*** Opening of Reading passage ***
St. Vincent Hosts Cricket Tournament While Its Neighbors Lock-down

Most of the countries of the Caribbean and of the world have experienced lock-down measures in response to the Covid-19 Pandemic.

The travel industry has come to a halt and the sports industry has stalled with it.

But, while the rest of the world has shutdown, for the most part, St. Vincent and the Grenadines, with only 18 Covid-19 cases, is hosting an historic Cricket Tournament – the Vincy Premier League.

The first match of the tournament took place today (May 22), at the Arnos Vale Playing Field in St. Vincent.

See – Vincy Premier League Bowls Off Despite Glitches

But why was this allowed?

A list of 20 protocols for players and 15 for spectators must be adhered to throughout the tournament to ensure the safety of everyone.

These protocols are aided by mass cleaning of the venue each day.

On the first day of the tournament (May 22), there were no spectators physically at the match but it was viewed by thousands within and outside of the country.

According to the Protocols agreed upon between the country’s Health Ministry and the SVG Cricket Association, the organizers of the tournament, a maximum of 150 spectators will be allowed from Day 2 – 7, using only two stands. Spectators must be seated 5 seats apart.

On Day 8, a maximum of 250 spectators will be allowed at the venue using only two stands and seated 5 seats apart.

On day 9 and 10, a maximum of 300 spectators will be allowed at the venue using only
three stands and seated 5 seats apart.

Hand sanitation for all spectators is also mandatory upon entry into the venue as well as temperature checks.


Stringent protocols for players and officials were put in place, including daily, temperature checks on arrival at the venue, and spacing out of players in physical spaces (including stands and change rooms) to adhere to social and physical distancing.

Players will also be transported to and from the venue in designated vehicles and must wear masks while travelling.

Players will also not be allowed to share cricket gears or consumables, the use of liquid in any form on the cricket balls will NOT be permitted. During match time, the ball must be returned to the bowler in a manner that minimizes handling of the ball.

Players and officials will be advised to avoid touching their face with unwashed hands and practice proper cough and sneeze etiquette at all times. Sophisticated hand sanitizing stations will be set up around the boundaries of the ground.
*** Close of Reading passage ***
*** Opening of Recorded data ***
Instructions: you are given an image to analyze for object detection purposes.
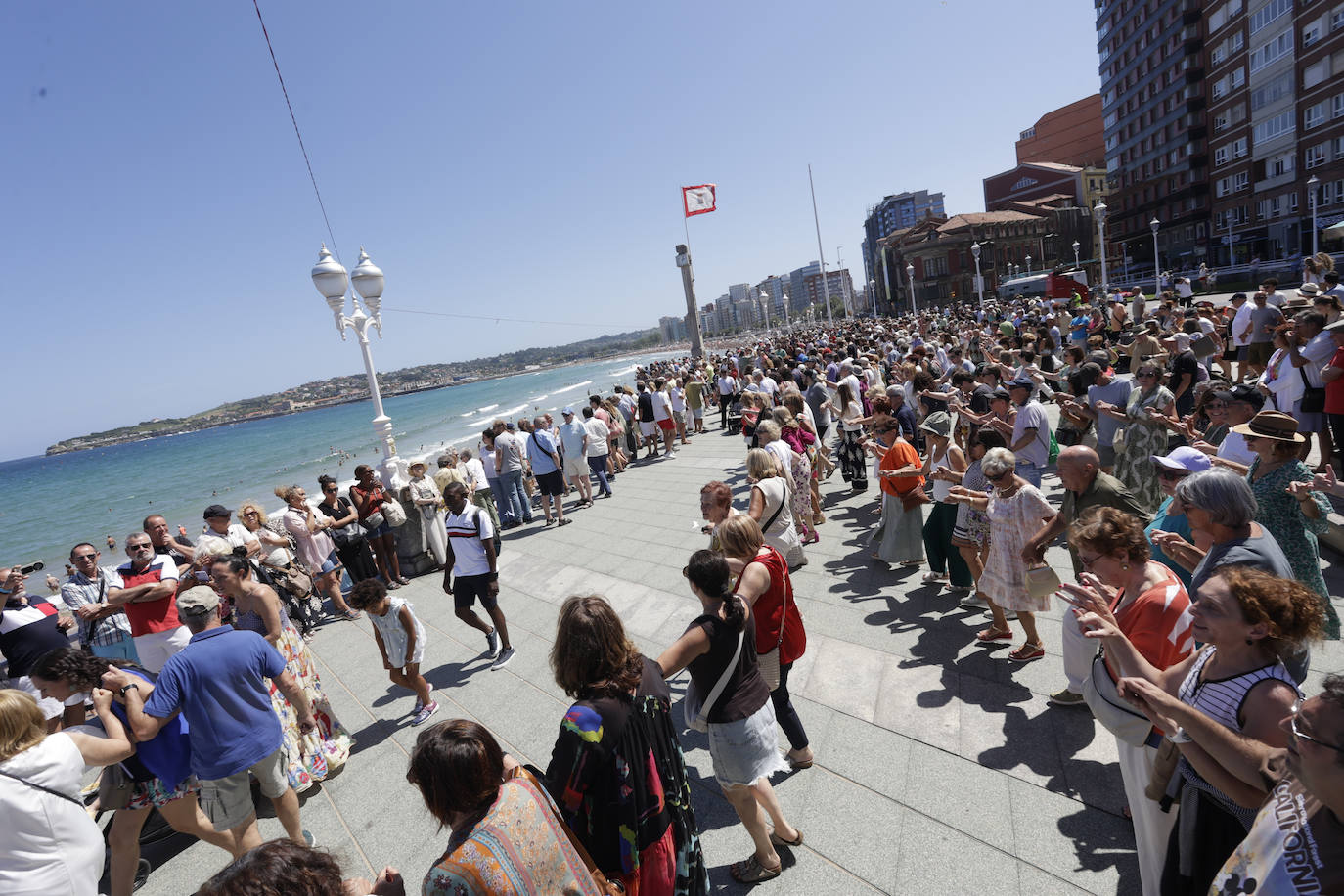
*** Close of Recorded data ***
- [Task details]: Copy out, word for word, the full article above on the cricket tournament hosted by St. Vincent and the Grenadines.

- [Output of the task]:
St. Vincent Hosts Cricket Tournament While Its Neighbors Lock-down

Most of the countries of the Caribbean and of the world have experienced lock-down measures in response to the Covid-19 Pandemic.

The travel industry has come to a halt and the sports industry has stalled with it.

But, while the rest of the world has shutdown, for the most part, St. Vincent and the Grenadines, with only 18 Covid-19 cases, is hosting an historic Cricket Tournament – the Vincy Premier League.

The first match of the tournament took place today (May 22), at the Arnos Vale Playing Field in St. Vincent.

See – Vincy Premier League Bowls Off Despite Glitches

But why was this allowed?

A list of 20 protocols for players and 15 for spectators must be adhered to throughout the tournament to ensure the safety of everyone.

These protocols are aided by mass cleaning of the venue each day.

On the first day of the tournament (May 22), there were no spectators physically at the match but it was viewed by thousands within and outside of the country.

According to the Protocols agreed upon between the country’s Health Ministry and the SVG Cricket Association, the organizers of the tournament, a maximum of 150 spectators will be allowed from Day 2 – 7, using only two stands. Spectators must be seated 5 seats apart.

On Day 8, a maximum of 250 spectators will be allowed at the venue using only two stands and seated 5 seats apart.

On day 9 and 10, a maximum of 300 spectators will be allowed at the venue using only
three stands and seated 5 seats apart.

Hand sanitation for all spectators is also mandatory upon entry into the venue as well as temperature checks.


Stringent protocols for players and officials were put in place, including daily, temperature checks on arrival at the venue, and spacing out of players in physical spaces (including stands and change rooms) to adhere to social and physical distancing.

Players will also be transported to and from the venue in designated vehicles and must wear masks while travelling.

Players will also not be allowed to share cricket gears or consumables, the use of liquid in any form on the cricket balls will NOT be permitted. During match time, the ball must be returned to the bowler in a manner that minimizes handling of the ball.

Players and officials will be advised to avoid touching their face with unwashed hands and practice proper cough and sneeze etiquette at all times. Sophisticated hand sanitizing stations will be set up around the boundaries of the ground.